Что нужно сделать:
A – Когда, согласно отрывку о Кольвиц и Горьком, в газете «Форвертс» начала печататься повесть «Мать»?
B – Перепишите фрагмент отрывка о Кольвиц и Горьком без изменений: начните с места, где стоят слова «В декабре 1906», и остановитесь после слов «принимает алый стяг.».

Фрагмент источника:
* * *

Мало слов дал Горький Анне, но какие это обжигающие, тяжелые, как камень, слова.
Кольвиц прониклась ее мукой. Она говорила своим мягким голосом:
— Побои… обиды… ничего кроме — не видела я… ничего не видела! Не помню — когда я сыта была… Над каждым куском хлеба тряслась… Всю жизнь мою дрожала… Мучилась… как бы больше другого не съесть… Всю жизнь в отрепьях ходила… всю мою несчастную жизнь…
Глядя перед собой темными блестящими глазами, Кольвиц задает вопрос Анны: «За что?»
В этот момент она забывает, что исполняет роль русской женщины. Перед ней обескровленные лица ее знакомых, их рано ушедшая молодость, тяжелая ноша жизни.
Несчастья, людей не знают границ. Не потому ли так близок ей Горький, что он видит не только горе людское, но и манящий свет радости. Сквозь мрак, драки, пьянство, воровство звучит голос Сатина:
— Человек! Это великолепно! Это звучит гордо!
Вместе с далеким русским гуманистом здесь в рабочем районе Берлина произносят горделивое слово — свобода. К этой крылатой свободе призывает Горький.
В декабре 1906 года в газете «Форвертс» начала печататься повесть Горького «Мать». Нетерпеливо ждет Кольвиц каждый номер газеты. Как многое в этом произведении совпадает с тем, над чем она трудится сама.
Книга перенесла ее в исстрадавшуюся и бушующую Россию. Она вместе с Ниловной переживает опасные дни, когда полицейские уводят ее сына в застенок, вместе с русской матерью на демонстрации принимает алый стяг.
Книга так захватывает, что хочется скорее узнать, читали ли друзья эту повесть.
Когда в немецких газетах после Великой Октябрьской революции стали появляться статьи Горького, Кольвиц не пропускает ни одну. Она проникается пламенной публицистикой писателя, откладывает статью потрясенная и тут же посылает ее друзьям, только просит непременно вернуть газету обратно.
Запомнились слова Горького:
«…русский рабочий-социалист привлек к себе внимание всего мира. Он как бы сдает перед лицом человечества экзамен своей политической зрелости, он показывает себя всем людям земли творцом новых форм жизни. Еще впервые в таком огромном размере производится решительный опыт осуществления идей социализма, опыт воплощения в жизнь той теории, которую можно назвать религией трудящихся».

* * *

Исходные данные:

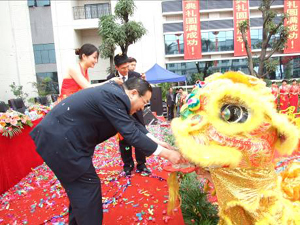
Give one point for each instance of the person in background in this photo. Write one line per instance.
(122, 71)
(77, 77)
(67, 136)
(284, 95)
(132, 66)
(178, 101)
(170, 104)
(294, 92)
(275, 92)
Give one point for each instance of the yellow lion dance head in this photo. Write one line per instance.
(232, 122)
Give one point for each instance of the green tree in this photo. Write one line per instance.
(274, 37)
(121, 34)
(17, 90)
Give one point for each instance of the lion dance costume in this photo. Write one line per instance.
(230, 126)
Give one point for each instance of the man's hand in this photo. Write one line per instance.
(166, 145)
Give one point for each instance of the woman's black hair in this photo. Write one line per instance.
(87, 49)
(139, 84)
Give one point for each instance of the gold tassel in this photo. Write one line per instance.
(174, 197)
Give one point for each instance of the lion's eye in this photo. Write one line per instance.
(234, 113)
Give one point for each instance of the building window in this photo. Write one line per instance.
(47, 83)
(38, 3)
(44, 53)
(217, 41)
(174, 44)
(91, 11)
(256, 38)
(96, 10)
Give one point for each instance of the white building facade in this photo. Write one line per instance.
(39, 39)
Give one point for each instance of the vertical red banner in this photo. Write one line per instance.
(191, 26)
(240, 13)
(292, 9)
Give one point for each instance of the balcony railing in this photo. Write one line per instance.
(91, 11)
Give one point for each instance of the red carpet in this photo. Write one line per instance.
(39, 199)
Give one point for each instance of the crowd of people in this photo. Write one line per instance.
(286, 95)
(81, 119)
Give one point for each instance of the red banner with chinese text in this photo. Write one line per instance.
(191, 26)
(292, 22)
(240, 13)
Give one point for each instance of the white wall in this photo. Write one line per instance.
(70, 34)
(66, 39)
(16, 51)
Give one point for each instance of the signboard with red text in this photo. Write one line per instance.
(292, 22)
(191, 26)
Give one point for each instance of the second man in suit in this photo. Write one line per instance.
(122, 70)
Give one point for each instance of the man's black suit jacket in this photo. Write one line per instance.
(139, 114)
(67, 136)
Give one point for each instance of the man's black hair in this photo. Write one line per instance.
(142, 86)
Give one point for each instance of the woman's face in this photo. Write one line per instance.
(91, 60)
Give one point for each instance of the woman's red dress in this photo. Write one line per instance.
(69, 85)
(275, 92)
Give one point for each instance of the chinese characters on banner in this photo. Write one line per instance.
(191, 26)
(240, 13)
(292, 9)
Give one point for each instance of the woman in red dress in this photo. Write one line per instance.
(294, 92)
(284, 95)
(77, 77)
(275, 92)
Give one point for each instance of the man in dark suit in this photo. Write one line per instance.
(122, 70)
(67, 136)
(170, 104)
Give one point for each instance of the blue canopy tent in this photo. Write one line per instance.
(157, 74)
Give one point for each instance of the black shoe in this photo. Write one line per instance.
(143, 169)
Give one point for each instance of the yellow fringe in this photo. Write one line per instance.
(174, 200)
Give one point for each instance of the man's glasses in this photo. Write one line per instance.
(144, 101)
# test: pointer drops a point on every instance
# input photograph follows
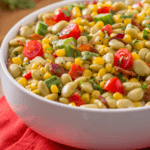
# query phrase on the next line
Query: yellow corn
(117, 19)
(93, 13)
(17, 60)
(34, 84)
(127, 21)
(102, 84)
(135, 56)
(78, 61)
(47, 75)
(36, 91)
(60, 52)
(117, 96)
(87, 73)
(138, 46)
(23, 82)
(133, 80)
(92, 24)
(72, 104)
(78, 20)
(54, 89)
(86, 97)
(93, 7)
(45, 41)
(76, 12)
(42, 69)
(108, 67)
(34, 66)
(99, 24)
(127, 39)
(102, 72)
(68, 65)
(99, 61)
(81, 29)
(95, 94)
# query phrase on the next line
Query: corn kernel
(133, 80)
(76, 12)
(117, 96)
(102, 72)
(60, 52)
(36, 92)
(99, 24)
(127, 21)
(78, 20)
(93, 7)
(86, 97)
(81, 29)
(117, 19)
(34, 84)
(23, 82)
(127, 39)
(138, 104)
(108, 67)
(102, 84)
(93, 13)
(92, 24)
(99, 61)
(68, 65)
(45, 47)
(54, 89)
(34, 66)
(87, 73)
(95, 94)
(78, 61)
(72, 104)
(45, 41)
(135, 56)
(47, 75)
(17, 60)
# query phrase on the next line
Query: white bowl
(73, 126)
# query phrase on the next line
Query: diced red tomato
(32, 49)
(108, 29)
(123, 58)
(71, 30)
(76, 99)
(76, 71)
(104, 9)
(137, 4)
(28, 75)
(114, 85)
(62, 15)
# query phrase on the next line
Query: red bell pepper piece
(71, 30)
(76, 71)
(28, 75)
(76, 99)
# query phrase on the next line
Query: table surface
(10, 18)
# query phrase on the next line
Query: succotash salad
(93, 55)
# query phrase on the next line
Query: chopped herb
(22, 68)
(123, 28)
(112, 11)
(138, 77)
(135, 41)
(144, 86)
(119, 61)
(106, 34)
(120, 76)
(88, 55)
(15, 53)
(145, 33)
(123, 16)
(66, 12)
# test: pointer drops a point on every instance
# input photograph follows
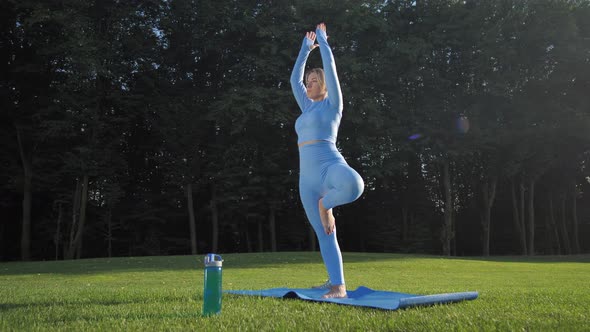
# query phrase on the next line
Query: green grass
(166, 293)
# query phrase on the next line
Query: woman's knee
(351, 183)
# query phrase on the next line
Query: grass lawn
(166, 293)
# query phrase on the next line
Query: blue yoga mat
(362, 296)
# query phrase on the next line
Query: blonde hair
(321, 78)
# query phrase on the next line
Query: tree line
(162, 127)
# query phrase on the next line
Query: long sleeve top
(319, 120)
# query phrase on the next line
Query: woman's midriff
(310, 142)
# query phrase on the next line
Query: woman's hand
(311, 36)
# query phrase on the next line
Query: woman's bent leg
(328, 243)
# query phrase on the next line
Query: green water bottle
(212, 285)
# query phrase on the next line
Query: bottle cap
(213, 260)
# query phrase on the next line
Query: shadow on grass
(238, 261)
(168, 263)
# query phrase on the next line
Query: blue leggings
(325, 173)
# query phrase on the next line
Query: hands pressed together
(311, 35)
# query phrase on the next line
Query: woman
(325, 179)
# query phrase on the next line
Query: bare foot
(336, 292)
(327, 218)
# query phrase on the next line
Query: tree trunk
(248, 240)
(273, 230)
(109, 222)
(576, 243)
(75, 213)
(563, 224)
(25, 242)
(518, 215)
(404, 223)
(76, 245)
(531, 228)
(553, 227)
(191, 217)
(447, 230)
(214, 220)
(488, 196)
(57, 236)
(260, 235)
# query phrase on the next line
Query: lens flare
(462, 125)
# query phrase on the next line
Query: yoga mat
(362, 296)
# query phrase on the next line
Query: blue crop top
(319, 120)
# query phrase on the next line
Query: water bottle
(212, 285)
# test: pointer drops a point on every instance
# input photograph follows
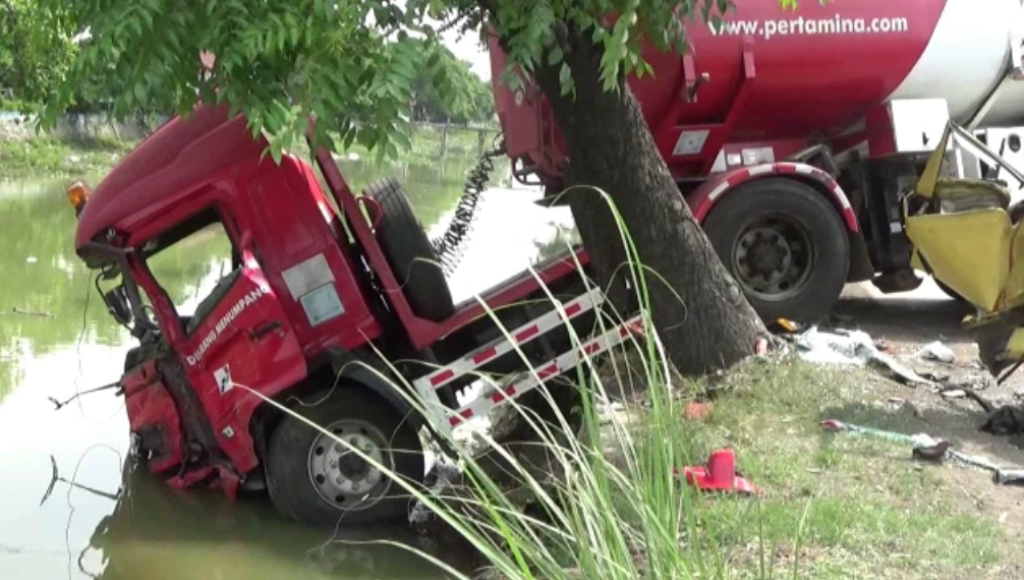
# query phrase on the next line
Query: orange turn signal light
(78, 194)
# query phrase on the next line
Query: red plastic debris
(698, 411)
(719, 474)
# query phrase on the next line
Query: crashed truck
(796, 135)
(798, 141)
(335, 306)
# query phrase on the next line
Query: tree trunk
(710, 325)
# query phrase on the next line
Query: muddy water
(56, 339)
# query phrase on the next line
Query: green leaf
(554, 55)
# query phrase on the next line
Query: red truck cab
(317, 297)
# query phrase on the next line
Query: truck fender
(351, 369)
(702, 200)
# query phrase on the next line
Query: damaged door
(237, 338)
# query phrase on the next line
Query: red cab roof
(182, 156)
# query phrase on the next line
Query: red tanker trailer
(794, 134)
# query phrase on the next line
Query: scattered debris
(61, 404)
(761, 347)
(937, 351)
(911, 409)
(55, 477)
(1007, 420)
(698, 411)
(783, 326)
(719, 474)
(933, 376)
(853, 347)
(444, 475)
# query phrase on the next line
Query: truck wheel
(410, 253)
(785, 246)
(313, 479)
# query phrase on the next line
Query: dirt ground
(907, 322)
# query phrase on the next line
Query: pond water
(56, 339)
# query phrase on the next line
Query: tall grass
(604, 504)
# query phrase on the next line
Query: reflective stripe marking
(521, 335)
(565, 362)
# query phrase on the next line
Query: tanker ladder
(517, 384)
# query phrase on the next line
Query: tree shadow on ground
(910, 319)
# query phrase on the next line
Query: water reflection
(188, 535)
(56, 339)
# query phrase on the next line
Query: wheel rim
(340, 475)
(773, 257)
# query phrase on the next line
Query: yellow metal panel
(1015, 346)
(1013, 292)
(967, 251)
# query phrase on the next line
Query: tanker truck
(794, 135)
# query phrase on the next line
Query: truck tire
(785, 246)
(314, 480)
(410, 253)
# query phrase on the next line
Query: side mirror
(118, 305)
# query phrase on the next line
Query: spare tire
(410, 253)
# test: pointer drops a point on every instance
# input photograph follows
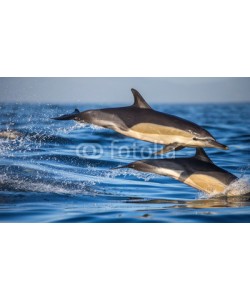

* * *

Ответы к заданию:
A – В декабре 1906 года.

B –
В декабре 1906 года в газете «Форвертс» начала печататься повесть Горького «Мать». Нетерпеливо ждет Кольвиц каждый номер газеты. Как многое в этом произведении совпадает с тем, над чем она трудится сама.
Книга перенесла ее в исстрадавшуюся и бушующую Россию. Она вместе с Ниловной переживает опасные дни, когда полицейские уводят ее сына в застенок, вместе с русской матерью на демонстрации принимает алый стяг.